Cercle d’étude de la Déportation et de la Shoah

L’antisémitisme français de l’affaire Dreyfus à Vichy (2)

jeudi 6 février 2014

Cf. I- De l’antijudaïsme chrétien (jusqu’à Vatican II) à l’antisémitisme raciste, pseudo-scientifique des nazis

  • Non à l’antisémitisme actuel, 2023
    Résurgence de l’antisémitisme en France
    Nous, membres du Cercle d’étude, lors de notre réunion de travail de ce jour, déclarons que nous sommes atterrés d’être confrontés à une résurgence, en France, de l’antisémitisme sous différentes formes. La République, l’État doivent continuer de condamner et de sanctionner toute expression d’antisémitisme et de racisme, d’où qu’elle vienne.
    Nous continuons notre travail d’Histoire et de Mémoire pour la défense de nos valeurs laïques et démocratiques, dans le respect du droit international et des droits humains.
    Le Cercle, Paris, le 9 novembre 2023

II- L’antisémitisme français de l’affaire Dreyfus aux lois raciales du régime de Vichy, la collaboration de l’État français à la tentative de destruction des Juifs d’Europe

L’affaire Dreyfus (1894-1906) [1] révèle la pérennité d’un antisémitisme à dimension religieuse et "raciale". Il est le fait d’officiers, de généraux nationalistes, d’écrivains et de journalistes venant de droite, voire d’extrême-droite (Edouard Drumont) auxquels s’ajoutent quelques éléments de gauche, voire d’extrême-gauche (Henri Rochefort). Y participe aussi la hiérarchie catholique.

####

Indiquez si chacune des affirmations suivantes concorde avec l’extrait sur l’antisémitisme français, en répondant par oui ou par non et en citant exactement les mots décisifs du texte. 1. La déclaration du Cercle est datée du 9 novembre 2023. 2. Henri Rochefort est présenté comme une figure venant de droite. 3. La hiérarchie catholique est tenue à l’écart de cet antisémitisme.

(Items d’une collection d’annotation)

####

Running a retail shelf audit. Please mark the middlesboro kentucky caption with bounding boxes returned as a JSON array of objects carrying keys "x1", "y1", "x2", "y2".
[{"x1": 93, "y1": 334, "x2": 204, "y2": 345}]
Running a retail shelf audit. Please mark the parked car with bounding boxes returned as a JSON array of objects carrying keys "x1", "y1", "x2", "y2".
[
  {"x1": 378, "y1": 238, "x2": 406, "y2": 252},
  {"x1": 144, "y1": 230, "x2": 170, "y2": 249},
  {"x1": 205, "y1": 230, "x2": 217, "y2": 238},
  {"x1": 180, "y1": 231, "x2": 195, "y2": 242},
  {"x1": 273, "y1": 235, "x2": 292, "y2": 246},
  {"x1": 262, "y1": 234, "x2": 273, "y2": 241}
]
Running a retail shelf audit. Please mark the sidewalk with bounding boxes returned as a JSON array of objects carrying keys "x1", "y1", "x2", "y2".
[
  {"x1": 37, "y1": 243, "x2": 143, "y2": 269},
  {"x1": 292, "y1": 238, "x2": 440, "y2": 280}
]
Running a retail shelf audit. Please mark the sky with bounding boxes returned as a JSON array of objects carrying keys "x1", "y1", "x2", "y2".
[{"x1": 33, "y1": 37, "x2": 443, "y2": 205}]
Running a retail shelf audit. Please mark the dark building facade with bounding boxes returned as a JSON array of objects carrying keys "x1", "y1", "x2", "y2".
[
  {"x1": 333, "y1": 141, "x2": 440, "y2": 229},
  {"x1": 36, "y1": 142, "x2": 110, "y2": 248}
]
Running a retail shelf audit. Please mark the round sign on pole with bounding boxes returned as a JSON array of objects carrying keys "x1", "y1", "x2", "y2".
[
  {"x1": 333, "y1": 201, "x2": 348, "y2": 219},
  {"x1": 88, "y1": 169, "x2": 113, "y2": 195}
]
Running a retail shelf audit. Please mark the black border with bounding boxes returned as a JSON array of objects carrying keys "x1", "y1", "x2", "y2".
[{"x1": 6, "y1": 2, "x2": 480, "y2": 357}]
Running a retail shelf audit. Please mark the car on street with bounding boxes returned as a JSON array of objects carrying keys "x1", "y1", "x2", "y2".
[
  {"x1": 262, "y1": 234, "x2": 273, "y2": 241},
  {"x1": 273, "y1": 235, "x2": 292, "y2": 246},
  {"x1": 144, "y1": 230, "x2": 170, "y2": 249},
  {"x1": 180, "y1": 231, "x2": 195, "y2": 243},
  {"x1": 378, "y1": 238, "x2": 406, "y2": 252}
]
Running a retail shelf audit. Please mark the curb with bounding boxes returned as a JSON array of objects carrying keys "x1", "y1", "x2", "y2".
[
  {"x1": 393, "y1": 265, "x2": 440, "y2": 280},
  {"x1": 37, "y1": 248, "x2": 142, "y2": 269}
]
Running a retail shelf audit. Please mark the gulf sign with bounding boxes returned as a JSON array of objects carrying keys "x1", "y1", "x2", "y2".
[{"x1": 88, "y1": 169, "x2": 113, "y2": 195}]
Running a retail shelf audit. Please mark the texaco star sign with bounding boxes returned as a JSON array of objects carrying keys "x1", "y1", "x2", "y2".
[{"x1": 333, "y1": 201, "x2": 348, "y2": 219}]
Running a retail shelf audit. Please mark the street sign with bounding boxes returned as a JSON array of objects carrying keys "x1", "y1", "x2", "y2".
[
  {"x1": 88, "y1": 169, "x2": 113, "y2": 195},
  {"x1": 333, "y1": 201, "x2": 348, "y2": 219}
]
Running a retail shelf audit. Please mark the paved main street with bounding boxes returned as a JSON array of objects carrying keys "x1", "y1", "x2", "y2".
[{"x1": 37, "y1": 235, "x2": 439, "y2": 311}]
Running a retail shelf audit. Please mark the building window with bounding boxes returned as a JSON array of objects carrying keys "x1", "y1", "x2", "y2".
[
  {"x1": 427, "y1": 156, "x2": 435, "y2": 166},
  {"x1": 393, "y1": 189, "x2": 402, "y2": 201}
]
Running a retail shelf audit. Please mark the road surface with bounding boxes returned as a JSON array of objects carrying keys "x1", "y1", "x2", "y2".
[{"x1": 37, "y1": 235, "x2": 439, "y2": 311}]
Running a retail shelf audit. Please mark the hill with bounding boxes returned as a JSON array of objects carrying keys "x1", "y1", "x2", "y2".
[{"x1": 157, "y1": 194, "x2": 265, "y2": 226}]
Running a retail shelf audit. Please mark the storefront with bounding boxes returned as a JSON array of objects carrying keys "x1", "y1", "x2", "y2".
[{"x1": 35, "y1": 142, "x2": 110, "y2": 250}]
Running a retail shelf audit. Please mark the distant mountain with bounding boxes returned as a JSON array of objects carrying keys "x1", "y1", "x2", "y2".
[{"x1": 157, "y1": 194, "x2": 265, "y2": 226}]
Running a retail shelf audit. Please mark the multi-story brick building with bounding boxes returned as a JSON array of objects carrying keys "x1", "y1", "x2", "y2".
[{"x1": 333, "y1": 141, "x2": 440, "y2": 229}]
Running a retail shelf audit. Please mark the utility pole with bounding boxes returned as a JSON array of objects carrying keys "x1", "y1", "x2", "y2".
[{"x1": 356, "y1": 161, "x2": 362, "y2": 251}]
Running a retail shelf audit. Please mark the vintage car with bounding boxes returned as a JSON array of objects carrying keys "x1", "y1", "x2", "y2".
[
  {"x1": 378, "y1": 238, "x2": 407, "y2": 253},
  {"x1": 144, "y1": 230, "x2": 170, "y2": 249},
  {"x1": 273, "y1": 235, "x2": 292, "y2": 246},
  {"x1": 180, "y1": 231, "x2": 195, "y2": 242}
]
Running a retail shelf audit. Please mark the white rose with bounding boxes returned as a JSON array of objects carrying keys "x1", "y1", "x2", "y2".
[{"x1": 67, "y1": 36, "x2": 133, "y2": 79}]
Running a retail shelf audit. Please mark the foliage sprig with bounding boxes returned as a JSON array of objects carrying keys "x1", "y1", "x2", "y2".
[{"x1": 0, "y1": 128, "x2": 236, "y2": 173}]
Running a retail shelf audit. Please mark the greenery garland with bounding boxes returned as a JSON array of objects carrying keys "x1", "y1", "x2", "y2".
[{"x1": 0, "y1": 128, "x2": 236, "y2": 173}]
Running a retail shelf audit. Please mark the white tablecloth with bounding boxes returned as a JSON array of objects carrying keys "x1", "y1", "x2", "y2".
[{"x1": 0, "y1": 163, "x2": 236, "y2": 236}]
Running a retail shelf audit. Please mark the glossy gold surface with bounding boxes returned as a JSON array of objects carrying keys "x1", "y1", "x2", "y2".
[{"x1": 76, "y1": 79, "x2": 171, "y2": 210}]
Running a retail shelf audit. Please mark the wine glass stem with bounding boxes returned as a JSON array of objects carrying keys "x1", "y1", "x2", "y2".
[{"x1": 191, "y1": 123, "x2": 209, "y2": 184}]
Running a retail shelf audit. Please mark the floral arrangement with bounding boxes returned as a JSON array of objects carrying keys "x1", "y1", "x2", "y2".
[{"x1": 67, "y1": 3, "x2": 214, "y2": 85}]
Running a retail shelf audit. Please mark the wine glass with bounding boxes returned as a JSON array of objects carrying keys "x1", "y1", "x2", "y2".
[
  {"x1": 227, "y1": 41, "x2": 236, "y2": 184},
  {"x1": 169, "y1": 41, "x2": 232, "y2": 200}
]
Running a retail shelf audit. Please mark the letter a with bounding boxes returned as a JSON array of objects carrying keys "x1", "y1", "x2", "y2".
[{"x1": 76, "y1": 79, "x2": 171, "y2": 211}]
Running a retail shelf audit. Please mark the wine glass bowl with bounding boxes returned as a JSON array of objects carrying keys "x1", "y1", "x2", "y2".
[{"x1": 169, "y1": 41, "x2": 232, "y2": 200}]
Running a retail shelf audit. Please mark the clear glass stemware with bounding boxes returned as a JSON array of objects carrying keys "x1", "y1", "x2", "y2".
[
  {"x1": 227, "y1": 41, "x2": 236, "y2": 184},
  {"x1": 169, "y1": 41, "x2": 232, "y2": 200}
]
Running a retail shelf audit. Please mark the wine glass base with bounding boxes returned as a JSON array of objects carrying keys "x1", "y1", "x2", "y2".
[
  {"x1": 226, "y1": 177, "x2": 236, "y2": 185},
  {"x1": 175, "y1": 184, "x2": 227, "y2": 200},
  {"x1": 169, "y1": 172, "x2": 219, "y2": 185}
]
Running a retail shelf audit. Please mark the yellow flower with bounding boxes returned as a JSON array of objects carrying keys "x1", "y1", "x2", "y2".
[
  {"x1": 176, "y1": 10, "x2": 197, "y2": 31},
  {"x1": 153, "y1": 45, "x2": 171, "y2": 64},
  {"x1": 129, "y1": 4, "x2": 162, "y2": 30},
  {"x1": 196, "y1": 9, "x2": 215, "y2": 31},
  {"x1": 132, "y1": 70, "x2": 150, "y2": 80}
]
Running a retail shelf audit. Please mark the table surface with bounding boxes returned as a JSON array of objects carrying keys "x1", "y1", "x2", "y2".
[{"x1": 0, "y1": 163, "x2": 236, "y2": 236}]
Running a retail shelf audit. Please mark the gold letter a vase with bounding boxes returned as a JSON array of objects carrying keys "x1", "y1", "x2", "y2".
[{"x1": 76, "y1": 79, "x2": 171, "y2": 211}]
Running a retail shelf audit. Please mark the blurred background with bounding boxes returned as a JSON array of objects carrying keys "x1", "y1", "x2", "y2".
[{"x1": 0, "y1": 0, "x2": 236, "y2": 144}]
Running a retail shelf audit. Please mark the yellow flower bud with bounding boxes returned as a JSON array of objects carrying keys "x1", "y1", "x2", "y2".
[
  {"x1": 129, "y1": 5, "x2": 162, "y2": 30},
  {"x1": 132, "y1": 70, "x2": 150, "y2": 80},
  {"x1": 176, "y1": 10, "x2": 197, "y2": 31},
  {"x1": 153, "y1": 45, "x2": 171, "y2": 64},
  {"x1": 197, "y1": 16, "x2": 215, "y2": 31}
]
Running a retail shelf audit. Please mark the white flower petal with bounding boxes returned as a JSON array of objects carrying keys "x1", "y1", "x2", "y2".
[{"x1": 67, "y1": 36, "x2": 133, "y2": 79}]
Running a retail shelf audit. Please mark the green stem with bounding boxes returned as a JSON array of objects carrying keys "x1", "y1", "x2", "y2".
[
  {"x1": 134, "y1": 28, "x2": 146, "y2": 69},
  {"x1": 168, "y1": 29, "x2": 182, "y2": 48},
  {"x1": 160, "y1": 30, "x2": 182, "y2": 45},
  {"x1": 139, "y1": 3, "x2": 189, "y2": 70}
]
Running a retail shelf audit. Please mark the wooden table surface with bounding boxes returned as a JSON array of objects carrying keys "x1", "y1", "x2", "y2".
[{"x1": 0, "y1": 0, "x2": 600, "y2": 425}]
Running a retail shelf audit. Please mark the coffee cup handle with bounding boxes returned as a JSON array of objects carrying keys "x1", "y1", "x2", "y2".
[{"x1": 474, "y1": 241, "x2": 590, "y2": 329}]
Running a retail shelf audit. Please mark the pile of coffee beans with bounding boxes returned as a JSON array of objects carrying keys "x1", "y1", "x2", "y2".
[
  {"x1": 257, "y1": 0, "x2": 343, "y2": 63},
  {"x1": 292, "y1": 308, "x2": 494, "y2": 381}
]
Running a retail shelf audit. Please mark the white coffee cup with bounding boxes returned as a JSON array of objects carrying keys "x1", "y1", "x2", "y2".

####

◆ Réponse attendue
1. Oui : « Le Cercle, Paris, le 9 novembre 2023 ».
2. Non : « quelques éléments de gauche, voire d’extrême-gauche (Henri Rochefort) ».
3. Non : « Y participe aussi la hiérarchie catholique. »